■ PROBLEMS TO WORK ON:
(1) In the passage on staging laparoscopy in pancreatic cancer, what was the actual 1-year survival rate in the CY group?
(2) Write the next part of the passage on staging laparoscopy in pancreatic cancer, picking up after its last sentence.

■ PASSAGE:
+--

We have introduced palliative chemotherapy in patients with distant organ metastasis including peritoneal metastasis, and chemo(radio)therapy for tumor remission in patients with LA or CY. The clinical findings by staging laparoscopy can provide to change the paradigm of the treatment in patients with RD-LA PDAC. Actually, peritoneal and/or liver metastasis was observed in 34 % of patients, who were treated with palliative chemotherapy. Thus, the results of staging laparoscopy changed the treatment according to distant organ metastatic sites. Considering the high frequency of patients with occult distant organ metastasis, staging laparoscopy should be routinely performed in patients with RD-LA PDAC.

With regard to the comparison of survival curves according to the site of occult distant organ metastasis, P or L groups had a worse prognosis than either the CY or LA groups in our study. Actual 1-year survival rate was 46 % in LA, 63 % in CY, 23 % in P, and 20 % in L groups. In the LA or CY groups, high frequency of additional radiation, PR according to RECIST, second-line chemotherapy and conversion surgery might result in better prognosis. Appearance of partial or complete response after chemo(radio)therapy can sometimes lead to subsequent surgical resection. It has been reported that the overall survival rate in patients with initially unresectable PDAC who underwent surgical resection after favorable response to anti-cancer treatments over a period of time was similar to that in patients with resectable PDAC [18, 19]. Even in patients with initially unresectable disease, long-term survival can be expected if an unresectable tumor was surgically resected after tumor shrinkage. Advanced chemotherapy or chemoradiation therapy may have a role in downsizing an unresectable tumor sufficiently to render it resectable. Thus, a new strategy to shrink the tumor in LA or CY group should be introduced where possible to allow for subsequent surgical resection, which is associated with long-term survival.

+--

■ RECORDS SHOWN:
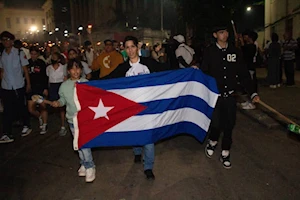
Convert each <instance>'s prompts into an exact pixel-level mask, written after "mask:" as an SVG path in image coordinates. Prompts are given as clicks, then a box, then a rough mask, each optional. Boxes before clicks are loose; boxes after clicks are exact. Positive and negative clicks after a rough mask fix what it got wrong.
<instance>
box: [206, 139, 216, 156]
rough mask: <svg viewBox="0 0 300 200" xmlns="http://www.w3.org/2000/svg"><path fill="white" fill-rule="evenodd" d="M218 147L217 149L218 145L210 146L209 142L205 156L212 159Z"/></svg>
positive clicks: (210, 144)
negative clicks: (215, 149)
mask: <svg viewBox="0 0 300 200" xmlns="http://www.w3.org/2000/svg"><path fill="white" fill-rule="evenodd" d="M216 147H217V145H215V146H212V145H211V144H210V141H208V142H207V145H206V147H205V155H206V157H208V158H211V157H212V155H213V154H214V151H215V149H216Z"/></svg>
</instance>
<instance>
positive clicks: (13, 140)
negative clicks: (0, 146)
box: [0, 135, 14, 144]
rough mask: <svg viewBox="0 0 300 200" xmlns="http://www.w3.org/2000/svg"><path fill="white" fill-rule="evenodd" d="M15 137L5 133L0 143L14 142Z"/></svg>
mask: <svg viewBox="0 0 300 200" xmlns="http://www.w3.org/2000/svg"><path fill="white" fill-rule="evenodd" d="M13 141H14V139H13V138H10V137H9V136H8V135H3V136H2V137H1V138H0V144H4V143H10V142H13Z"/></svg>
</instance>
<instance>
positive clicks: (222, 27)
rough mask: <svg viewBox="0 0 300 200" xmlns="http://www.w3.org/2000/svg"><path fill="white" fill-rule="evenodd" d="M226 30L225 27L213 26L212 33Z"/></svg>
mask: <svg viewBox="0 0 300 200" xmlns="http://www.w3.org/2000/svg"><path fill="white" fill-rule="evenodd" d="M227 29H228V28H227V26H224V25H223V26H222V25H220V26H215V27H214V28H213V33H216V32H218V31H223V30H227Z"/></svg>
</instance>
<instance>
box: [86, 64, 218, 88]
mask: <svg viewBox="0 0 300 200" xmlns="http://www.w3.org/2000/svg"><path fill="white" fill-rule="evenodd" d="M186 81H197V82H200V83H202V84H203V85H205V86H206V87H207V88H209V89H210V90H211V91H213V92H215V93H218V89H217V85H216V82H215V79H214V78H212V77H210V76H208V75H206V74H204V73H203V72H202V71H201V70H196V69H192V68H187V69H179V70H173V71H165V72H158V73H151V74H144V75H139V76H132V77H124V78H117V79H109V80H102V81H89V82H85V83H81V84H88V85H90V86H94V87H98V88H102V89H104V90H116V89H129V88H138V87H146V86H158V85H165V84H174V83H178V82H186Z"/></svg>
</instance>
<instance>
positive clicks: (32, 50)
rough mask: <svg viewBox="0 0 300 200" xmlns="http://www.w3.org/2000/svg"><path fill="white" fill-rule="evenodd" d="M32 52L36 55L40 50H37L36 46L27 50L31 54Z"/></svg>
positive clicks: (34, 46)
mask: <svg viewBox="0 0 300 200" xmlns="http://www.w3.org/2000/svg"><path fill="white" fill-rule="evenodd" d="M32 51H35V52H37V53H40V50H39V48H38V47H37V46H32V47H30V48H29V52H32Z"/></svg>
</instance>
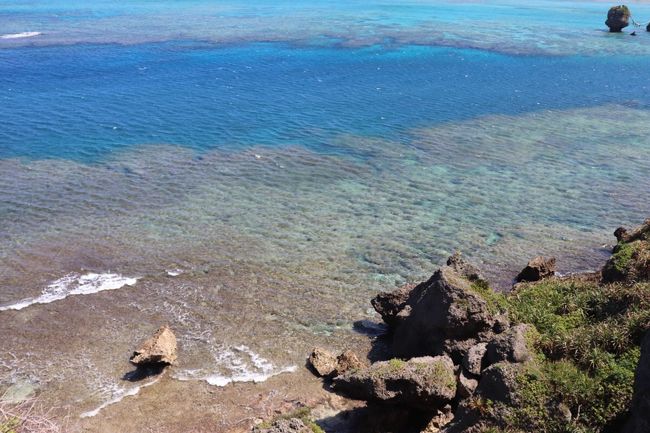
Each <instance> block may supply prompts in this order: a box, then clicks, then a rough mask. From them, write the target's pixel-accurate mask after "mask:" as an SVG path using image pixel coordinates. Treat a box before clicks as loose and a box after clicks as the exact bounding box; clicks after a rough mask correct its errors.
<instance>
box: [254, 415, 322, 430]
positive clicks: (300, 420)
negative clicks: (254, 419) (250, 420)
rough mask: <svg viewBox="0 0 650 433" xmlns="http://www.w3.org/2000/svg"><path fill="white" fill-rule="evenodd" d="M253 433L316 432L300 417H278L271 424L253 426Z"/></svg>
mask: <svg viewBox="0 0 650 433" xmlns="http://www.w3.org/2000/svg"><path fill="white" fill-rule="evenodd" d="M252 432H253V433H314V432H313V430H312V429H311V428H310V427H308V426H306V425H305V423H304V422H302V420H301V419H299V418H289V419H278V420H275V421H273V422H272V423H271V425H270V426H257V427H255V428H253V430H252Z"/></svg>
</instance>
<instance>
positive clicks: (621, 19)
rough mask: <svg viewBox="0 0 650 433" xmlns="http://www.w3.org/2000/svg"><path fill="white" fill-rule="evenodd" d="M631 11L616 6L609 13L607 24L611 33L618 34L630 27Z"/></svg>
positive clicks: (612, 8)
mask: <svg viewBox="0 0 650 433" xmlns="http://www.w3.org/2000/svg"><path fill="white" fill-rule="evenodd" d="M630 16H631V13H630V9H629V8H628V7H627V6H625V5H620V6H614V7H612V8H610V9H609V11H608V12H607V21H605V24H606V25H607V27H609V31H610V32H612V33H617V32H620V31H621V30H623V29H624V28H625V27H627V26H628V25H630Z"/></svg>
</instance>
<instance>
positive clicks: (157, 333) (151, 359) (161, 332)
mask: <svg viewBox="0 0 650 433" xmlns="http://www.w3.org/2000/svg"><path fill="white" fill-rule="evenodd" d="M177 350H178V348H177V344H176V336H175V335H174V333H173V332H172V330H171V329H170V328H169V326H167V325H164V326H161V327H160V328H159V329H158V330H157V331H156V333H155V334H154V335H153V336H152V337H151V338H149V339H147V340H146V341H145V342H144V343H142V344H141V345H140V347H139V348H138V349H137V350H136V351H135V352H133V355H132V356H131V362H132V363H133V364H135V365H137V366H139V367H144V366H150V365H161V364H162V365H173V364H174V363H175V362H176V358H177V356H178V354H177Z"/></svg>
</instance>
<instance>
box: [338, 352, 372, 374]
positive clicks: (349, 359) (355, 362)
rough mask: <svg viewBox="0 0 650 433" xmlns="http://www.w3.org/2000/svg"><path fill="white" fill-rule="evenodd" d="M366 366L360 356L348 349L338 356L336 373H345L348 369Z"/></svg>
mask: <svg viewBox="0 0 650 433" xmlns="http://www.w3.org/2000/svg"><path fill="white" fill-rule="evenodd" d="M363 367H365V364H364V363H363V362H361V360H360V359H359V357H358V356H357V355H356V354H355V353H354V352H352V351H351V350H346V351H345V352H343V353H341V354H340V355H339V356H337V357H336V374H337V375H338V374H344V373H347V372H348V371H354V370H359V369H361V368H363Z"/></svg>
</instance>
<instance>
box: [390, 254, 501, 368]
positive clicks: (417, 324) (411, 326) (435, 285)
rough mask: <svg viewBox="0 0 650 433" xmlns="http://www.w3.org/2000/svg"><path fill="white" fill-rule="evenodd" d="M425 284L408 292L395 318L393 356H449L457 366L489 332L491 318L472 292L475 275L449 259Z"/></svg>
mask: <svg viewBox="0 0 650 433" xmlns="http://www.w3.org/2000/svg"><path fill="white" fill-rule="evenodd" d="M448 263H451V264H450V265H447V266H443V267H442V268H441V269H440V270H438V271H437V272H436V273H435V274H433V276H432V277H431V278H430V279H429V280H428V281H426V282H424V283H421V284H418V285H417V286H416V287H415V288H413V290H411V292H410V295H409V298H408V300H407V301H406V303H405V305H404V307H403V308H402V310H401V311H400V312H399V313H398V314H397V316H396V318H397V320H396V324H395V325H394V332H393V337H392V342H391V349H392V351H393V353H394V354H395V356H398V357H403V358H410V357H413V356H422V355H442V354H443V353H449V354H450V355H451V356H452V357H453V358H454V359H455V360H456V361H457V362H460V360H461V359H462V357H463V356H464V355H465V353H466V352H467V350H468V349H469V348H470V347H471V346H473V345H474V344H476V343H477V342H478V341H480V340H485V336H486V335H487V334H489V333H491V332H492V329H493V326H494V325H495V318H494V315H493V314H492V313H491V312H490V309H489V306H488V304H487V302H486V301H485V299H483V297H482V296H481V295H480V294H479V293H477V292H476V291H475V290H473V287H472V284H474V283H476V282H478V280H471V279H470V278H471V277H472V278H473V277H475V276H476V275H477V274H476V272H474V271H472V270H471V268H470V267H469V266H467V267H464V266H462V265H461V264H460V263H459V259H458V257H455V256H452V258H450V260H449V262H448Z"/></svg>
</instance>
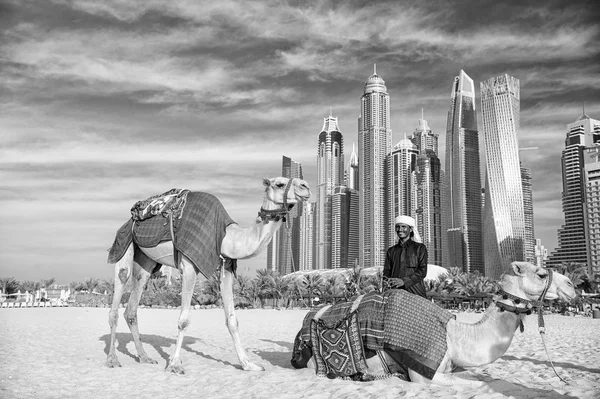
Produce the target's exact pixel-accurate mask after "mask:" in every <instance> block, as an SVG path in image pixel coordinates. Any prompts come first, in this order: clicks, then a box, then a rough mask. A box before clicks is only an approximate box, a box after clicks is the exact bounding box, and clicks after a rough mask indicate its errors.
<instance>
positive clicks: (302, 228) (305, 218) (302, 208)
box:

+--

■ ANSWERS FOR THE TASKS:
(1) 63 %

(2)
The multivariate analysis showed that the presence of partial response and administration of second-line chemotherapy were significantly independent favorable factors for prognosis (Table 2). The curve of emergence of ascites in CY or P group was significantly worse than in LA group (Fig. 1, p < 0.05). The P group in particular had ascites in 85 % of patients within 1 year after initial treatment. Moreover, no patient survived longer than 2 years after initial treatment in P group. A lower frequency of second-line chemotherapy and clinical response and shorter duration of chemotherapy in P group were found in this study, probably due to emergence of ascites and poor performance status. Thus, conventional chemotherapy may not be effective for patients with peritoneal metastasis, and therefore, a new regimen to control or prevent ascites will be required for achieving better prognosis. In this regard, intraperitoneal chemotherapy may be one option for patients with peritoneal metastasis that should be investigated. A Japanese case report described the success of intraperitoneal paclitaxel combined with systemic chemotherapy of S-l and gemcitabine for locally advanced PDAC with peritoneal carcinomatosis [20]. After 20 months, all peritoneal deposits had disappeared and a radical resection of the tumor was performed. Sugarbaker et al. [21] have conducted a phase II study of hyperthermic intraoperative gemcitabine and long-term intraperitoneal gemcitabine in the adjuvant setting for resectable PDAC patients. Further protocol-based studies should be performed to investigate whether prognosis in patients with occult peritoneal metastasis can be improved or not.

The limitation of the study was the small number of patients recruited retrospectively and the presence of undetectable liver metastasis deep within the liver and/or other organ metastasis.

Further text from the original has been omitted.